JOB — Find every line in the material below that contains the word "frame" and copy each of those lines in full.

DATA FOR THE TASK —
------------------------------------------------------------------------

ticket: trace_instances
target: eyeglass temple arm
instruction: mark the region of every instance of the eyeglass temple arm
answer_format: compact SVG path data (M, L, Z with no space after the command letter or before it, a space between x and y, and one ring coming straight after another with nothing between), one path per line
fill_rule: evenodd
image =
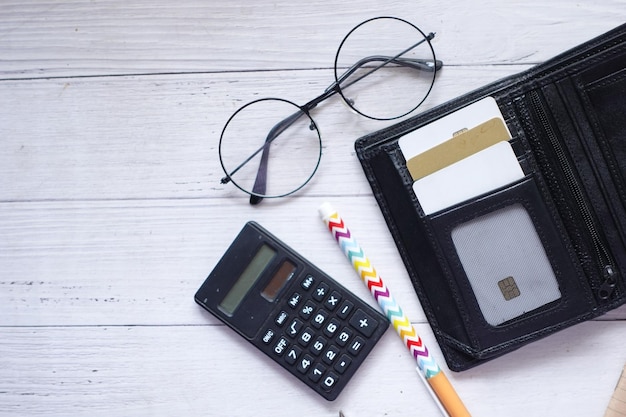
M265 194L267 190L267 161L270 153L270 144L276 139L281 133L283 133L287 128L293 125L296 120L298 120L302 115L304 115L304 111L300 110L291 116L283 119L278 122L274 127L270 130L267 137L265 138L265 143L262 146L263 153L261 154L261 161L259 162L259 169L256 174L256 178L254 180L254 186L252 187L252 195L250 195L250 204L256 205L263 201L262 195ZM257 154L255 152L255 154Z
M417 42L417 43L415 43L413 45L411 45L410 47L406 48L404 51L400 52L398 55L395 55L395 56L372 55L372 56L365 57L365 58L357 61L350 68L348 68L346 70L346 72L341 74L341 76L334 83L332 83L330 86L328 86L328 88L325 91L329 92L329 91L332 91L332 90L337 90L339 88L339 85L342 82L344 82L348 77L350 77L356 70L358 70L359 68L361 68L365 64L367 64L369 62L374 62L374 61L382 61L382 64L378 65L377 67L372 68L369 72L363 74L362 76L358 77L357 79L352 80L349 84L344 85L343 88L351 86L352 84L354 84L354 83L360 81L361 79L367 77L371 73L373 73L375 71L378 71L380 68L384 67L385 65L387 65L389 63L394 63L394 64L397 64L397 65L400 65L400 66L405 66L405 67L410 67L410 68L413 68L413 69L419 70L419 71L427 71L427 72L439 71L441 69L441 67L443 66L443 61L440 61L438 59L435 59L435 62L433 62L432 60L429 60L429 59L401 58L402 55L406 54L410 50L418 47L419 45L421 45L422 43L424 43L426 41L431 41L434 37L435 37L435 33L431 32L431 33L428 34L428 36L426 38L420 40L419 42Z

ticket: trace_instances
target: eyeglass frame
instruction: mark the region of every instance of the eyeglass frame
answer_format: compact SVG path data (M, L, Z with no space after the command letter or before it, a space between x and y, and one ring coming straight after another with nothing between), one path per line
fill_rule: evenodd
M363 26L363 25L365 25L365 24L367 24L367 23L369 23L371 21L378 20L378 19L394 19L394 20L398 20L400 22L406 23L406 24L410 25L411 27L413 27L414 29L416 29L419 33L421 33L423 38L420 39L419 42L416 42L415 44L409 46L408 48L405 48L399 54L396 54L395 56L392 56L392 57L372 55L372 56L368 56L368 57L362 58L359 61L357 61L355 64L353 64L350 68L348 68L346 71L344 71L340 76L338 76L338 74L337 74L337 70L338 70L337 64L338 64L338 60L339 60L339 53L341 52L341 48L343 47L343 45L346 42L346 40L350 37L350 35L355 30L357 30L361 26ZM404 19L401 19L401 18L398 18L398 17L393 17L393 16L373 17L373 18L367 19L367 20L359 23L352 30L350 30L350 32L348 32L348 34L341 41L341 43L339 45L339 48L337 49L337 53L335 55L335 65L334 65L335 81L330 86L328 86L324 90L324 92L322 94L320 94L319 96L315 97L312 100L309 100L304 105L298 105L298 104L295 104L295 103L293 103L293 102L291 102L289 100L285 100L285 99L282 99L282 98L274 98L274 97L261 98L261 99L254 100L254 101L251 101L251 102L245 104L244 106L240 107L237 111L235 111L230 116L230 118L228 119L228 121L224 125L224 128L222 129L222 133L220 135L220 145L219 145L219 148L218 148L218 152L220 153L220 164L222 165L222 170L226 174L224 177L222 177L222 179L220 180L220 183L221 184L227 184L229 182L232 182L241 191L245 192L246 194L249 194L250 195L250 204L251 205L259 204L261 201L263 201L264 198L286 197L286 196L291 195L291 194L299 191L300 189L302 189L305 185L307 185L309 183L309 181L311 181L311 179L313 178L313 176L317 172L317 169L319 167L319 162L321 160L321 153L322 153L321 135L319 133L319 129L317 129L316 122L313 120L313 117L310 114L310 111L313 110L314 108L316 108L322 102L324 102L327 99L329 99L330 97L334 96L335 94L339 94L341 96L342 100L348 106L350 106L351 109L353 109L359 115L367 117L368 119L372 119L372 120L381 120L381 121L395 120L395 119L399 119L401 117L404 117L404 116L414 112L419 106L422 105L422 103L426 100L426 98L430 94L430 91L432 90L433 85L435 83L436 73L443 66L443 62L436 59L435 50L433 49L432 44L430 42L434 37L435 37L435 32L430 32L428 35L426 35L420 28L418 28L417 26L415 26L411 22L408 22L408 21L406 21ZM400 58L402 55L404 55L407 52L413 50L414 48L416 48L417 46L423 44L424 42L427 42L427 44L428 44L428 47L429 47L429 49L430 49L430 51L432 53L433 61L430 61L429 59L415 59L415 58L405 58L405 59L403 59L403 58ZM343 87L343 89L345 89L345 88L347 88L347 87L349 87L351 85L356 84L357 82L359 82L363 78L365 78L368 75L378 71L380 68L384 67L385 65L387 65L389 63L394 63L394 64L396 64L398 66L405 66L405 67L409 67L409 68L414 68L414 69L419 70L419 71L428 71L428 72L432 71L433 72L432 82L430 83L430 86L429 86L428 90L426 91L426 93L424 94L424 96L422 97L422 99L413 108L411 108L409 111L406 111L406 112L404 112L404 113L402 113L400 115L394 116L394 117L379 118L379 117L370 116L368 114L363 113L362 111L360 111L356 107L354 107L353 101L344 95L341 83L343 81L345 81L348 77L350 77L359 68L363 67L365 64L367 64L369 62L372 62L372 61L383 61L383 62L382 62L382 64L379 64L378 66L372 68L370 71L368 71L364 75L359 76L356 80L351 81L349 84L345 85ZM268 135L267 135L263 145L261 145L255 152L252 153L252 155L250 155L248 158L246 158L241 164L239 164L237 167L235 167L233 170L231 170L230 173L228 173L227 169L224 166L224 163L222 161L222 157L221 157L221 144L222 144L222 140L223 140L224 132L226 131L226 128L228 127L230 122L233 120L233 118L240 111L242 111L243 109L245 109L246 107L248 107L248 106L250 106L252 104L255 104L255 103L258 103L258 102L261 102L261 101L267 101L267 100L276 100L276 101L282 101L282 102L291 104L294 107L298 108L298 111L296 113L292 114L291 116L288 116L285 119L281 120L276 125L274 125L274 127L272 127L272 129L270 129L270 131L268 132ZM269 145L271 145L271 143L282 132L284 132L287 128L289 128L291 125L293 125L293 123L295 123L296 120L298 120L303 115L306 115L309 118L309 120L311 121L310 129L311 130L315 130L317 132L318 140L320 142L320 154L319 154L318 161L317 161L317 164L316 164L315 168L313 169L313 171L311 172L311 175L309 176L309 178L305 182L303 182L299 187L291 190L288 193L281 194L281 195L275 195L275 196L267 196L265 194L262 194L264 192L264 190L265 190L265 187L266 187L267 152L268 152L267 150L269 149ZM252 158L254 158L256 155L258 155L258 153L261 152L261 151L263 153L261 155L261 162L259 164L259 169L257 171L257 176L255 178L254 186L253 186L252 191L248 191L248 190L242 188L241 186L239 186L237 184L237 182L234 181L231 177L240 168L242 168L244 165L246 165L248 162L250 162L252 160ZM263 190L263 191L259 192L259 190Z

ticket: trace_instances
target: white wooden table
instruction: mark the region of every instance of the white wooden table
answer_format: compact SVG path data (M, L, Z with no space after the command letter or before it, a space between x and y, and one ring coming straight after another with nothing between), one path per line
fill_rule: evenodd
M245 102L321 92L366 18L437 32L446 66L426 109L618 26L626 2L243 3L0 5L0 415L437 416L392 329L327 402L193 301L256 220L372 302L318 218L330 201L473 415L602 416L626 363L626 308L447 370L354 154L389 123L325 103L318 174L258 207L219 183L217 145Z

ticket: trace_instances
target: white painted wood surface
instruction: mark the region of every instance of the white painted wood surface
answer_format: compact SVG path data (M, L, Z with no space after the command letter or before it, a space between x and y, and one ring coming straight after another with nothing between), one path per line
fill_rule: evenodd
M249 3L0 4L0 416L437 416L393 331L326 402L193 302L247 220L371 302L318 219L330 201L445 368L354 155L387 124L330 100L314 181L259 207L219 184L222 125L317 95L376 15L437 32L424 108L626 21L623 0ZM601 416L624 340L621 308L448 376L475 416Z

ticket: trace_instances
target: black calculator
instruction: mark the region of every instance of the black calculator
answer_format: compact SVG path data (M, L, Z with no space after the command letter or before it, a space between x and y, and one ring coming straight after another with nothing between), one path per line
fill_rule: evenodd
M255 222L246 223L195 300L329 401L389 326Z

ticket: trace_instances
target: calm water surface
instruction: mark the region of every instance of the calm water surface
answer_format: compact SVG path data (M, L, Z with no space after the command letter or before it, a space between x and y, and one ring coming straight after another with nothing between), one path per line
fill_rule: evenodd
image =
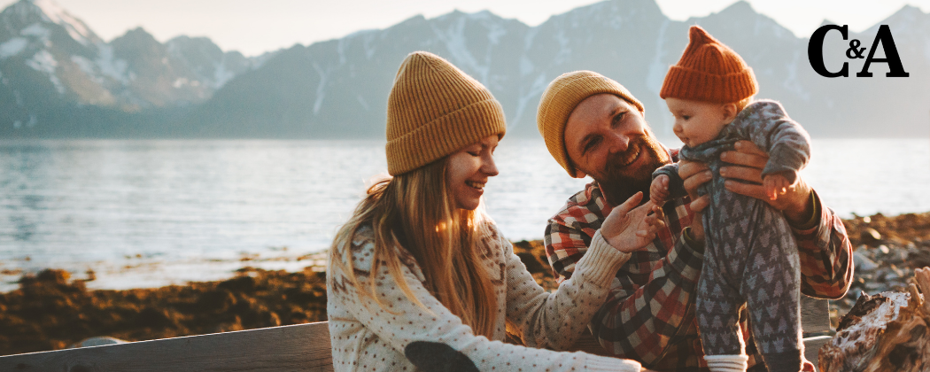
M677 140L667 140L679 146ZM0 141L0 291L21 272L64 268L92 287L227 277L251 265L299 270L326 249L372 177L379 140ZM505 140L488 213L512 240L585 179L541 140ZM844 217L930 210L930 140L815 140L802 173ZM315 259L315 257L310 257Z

------------------------------------------------------------------------

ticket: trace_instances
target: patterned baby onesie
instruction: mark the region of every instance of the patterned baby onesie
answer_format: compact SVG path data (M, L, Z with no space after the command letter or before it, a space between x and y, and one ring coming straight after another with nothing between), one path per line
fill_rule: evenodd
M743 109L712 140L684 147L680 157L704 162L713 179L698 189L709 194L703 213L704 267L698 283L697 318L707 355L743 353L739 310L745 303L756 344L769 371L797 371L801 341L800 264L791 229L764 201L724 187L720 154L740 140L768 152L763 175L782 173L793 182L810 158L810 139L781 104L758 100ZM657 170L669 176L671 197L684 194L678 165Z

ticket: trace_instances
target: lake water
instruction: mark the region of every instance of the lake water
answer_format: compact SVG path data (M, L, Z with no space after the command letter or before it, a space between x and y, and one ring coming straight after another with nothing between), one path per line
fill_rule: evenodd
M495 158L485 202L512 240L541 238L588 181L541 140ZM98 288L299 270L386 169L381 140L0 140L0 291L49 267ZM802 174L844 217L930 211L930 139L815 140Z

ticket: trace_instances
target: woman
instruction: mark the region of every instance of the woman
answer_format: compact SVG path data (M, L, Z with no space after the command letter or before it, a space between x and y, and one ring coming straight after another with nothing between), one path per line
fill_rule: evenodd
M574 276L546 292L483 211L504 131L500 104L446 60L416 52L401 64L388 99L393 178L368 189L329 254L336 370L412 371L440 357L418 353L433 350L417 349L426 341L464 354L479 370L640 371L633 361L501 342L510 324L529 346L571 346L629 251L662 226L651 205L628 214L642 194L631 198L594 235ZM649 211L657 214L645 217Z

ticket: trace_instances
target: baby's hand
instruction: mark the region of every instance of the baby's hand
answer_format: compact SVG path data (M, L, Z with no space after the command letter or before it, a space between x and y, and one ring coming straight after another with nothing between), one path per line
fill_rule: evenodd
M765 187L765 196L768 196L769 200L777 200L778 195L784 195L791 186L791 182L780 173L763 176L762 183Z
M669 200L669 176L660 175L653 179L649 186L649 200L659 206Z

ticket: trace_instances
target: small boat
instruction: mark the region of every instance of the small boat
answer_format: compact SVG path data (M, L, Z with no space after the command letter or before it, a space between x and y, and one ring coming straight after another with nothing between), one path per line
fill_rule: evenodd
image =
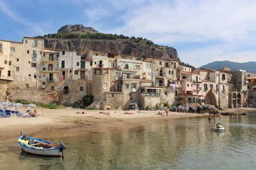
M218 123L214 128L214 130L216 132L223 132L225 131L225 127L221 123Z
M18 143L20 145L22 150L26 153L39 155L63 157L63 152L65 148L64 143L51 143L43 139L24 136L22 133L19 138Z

------------------------------------------------------------------------

RESULT —
target: eyeglass frame
instruction: mark the region of every instance of the eyeglass frame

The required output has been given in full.